Dataset records about where objects are located
_ _ _ _ _ _ _
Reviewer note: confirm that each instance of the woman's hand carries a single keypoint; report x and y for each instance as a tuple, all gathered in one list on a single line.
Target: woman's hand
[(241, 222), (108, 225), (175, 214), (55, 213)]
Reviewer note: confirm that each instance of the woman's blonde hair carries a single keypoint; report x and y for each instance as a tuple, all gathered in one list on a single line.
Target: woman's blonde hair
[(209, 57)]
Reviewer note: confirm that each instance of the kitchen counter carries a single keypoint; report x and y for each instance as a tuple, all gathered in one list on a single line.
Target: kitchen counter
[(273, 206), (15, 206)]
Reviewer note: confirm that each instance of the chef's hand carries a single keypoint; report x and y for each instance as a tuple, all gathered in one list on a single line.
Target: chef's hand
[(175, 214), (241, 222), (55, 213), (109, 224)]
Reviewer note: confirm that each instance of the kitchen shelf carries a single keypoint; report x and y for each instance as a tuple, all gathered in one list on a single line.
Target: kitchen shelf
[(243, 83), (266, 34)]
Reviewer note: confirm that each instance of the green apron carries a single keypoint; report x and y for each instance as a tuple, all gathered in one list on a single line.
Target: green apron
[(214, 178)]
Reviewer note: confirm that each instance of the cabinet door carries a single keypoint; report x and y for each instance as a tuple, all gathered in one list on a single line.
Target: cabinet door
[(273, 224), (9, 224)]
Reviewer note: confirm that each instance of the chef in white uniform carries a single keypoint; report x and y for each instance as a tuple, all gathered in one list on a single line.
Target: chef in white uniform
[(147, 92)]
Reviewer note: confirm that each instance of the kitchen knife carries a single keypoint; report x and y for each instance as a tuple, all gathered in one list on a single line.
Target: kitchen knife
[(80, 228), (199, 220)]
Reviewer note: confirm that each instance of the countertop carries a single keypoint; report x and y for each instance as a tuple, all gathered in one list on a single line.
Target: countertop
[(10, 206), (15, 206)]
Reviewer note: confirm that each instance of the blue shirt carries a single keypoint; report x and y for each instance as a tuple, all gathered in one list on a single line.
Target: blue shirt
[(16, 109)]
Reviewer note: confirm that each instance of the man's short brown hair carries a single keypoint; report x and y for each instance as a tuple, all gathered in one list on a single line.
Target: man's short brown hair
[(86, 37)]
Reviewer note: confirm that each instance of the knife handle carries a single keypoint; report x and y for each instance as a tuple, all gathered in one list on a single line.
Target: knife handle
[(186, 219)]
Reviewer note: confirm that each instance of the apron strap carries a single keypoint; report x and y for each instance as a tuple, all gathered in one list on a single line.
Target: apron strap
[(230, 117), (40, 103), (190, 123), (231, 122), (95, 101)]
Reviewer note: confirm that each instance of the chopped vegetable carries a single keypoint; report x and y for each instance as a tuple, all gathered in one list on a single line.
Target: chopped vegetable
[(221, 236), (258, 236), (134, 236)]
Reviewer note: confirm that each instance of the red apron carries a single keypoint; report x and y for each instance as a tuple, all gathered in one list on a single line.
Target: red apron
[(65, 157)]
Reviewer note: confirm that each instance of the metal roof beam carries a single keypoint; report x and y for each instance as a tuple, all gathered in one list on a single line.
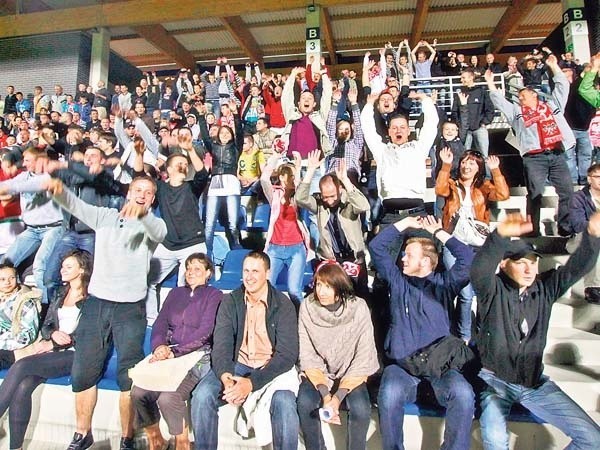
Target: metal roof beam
[(509, 23), (239, 30), (328, 35), (419, 21), (160, 38)]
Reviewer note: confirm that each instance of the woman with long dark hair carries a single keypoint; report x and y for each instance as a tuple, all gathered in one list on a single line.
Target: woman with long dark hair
[(287, 238), (184, 325), (468, 195), (337, 355), (52, 356), (224, 188)]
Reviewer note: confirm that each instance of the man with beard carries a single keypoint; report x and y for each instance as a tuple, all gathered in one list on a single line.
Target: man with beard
[(178, 202), (338, 210), (400, 162), (264, 136), (114, 312)]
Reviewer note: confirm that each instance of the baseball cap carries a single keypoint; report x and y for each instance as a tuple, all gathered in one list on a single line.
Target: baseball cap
[(520, 249)]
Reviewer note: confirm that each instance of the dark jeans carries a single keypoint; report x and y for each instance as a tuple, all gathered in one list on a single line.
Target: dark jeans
[(452, 391), (173, 405), (546, 401), (20, 382), (551, 166), (206, 400), (104, 324), (357, 404), (69, 241), (7, 359)]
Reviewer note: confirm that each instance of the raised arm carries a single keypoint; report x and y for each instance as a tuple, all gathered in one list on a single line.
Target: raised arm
[(367, 120)]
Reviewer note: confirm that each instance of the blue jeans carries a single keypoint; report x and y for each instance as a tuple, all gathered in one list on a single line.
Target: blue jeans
[(358, 405), (546, 401), (294, 257), (452, 391), (41, 239), (464, 300), (206, 400), (552, 167), (213, 205), (69, 241), (579, 157)]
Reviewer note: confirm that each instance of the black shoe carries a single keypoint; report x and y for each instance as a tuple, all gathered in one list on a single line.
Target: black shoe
[(81, 442), (592, 295), (126, 444)]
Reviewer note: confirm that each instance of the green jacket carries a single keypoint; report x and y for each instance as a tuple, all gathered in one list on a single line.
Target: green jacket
[(588, 91)]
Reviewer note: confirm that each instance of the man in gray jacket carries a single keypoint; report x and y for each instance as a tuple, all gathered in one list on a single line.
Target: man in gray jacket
[(543, 135), (114, 312), (338, 209)]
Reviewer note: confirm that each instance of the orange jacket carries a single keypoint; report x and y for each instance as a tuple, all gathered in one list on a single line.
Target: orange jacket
[(488, 192)]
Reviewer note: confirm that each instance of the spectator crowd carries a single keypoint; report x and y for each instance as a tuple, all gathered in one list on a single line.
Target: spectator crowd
[(104, 194)]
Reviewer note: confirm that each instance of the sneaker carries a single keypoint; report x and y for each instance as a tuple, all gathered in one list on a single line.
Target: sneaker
[(126, 444), (592, 295), (81, 442)]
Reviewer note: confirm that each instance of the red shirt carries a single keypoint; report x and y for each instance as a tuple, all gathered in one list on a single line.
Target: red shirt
[(286, 230), (13, 207)]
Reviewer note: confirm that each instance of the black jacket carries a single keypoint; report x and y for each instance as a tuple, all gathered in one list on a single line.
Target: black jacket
[(480, 109), (512, 357), (51, 321), (179, 209), (282, 328), (578, 112), (225, 156)]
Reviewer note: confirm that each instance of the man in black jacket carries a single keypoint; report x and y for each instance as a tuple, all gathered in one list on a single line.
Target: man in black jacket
[(255, 341), (479, 109), (514, 310), (178, 203)]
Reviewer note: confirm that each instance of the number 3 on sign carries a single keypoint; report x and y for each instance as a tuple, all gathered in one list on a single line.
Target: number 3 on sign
[(313, 46)]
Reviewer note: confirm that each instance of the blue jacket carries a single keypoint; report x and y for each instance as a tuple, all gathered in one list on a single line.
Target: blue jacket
[(582, 207), (420, 308)]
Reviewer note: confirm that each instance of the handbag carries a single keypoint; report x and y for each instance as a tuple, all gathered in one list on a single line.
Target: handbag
[(467, 229), (167, 374), (434, 360)]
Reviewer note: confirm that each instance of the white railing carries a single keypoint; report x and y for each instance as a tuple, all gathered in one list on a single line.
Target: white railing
[(446, 88)]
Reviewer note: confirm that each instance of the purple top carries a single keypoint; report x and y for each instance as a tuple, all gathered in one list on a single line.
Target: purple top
[(303, 138), (187, 319)]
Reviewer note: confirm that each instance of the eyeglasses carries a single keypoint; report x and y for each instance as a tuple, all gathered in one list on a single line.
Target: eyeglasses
[(4, 279)]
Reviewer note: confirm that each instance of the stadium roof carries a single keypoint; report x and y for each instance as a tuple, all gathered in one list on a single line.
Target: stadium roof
[(163, 34)]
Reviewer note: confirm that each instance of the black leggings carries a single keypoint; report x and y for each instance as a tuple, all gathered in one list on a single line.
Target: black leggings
[(20, 382)]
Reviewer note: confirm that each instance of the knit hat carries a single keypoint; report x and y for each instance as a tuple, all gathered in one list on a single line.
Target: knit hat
[(518, 249)]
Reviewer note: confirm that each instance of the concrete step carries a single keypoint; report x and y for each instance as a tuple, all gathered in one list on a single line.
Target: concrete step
[(581, 383), (572, 347)]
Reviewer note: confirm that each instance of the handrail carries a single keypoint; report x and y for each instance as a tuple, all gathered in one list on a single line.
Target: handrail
[(446, 87)]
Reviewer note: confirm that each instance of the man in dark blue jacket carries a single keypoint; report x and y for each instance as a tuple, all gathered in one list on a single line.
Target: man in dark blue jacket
[(420, 306), (255, 341), (514, 307)]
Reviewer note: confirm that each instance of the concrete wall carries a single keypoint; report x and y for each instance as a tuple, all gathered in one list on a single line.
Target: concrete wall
[(62, 58)]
_ _ _ _ _ _ _
**Work instructions**
Rewrite everything from the line containing "Reviewer note: confirm that each instance of the metal" down to the line containing "356), (224, 188)]", putting "steel roof beam" in place of "metal roof beam" and leaving all else unchanged. Leave out any pictures.

**Task result**
Reviewer note: confirm that each instance of the steel roof beam carries a single keypoint; report x and y for each instance as a tuple, all gathered in one list on a single line.
Target: steel roof beam
[(509, 23), (239, 30), (328, 35), (419, 21), (160, 38)]
Reviewer note: confirm that each instance of the woman with long dark hair carries a single keypoint; report x and y for each instance as a tuple, all gathered in one list on a single line.
Target: woman with long dark hair
[(287, 238), (184, 325), (468, 195), (337, 355), (52, 356), (224, 188)]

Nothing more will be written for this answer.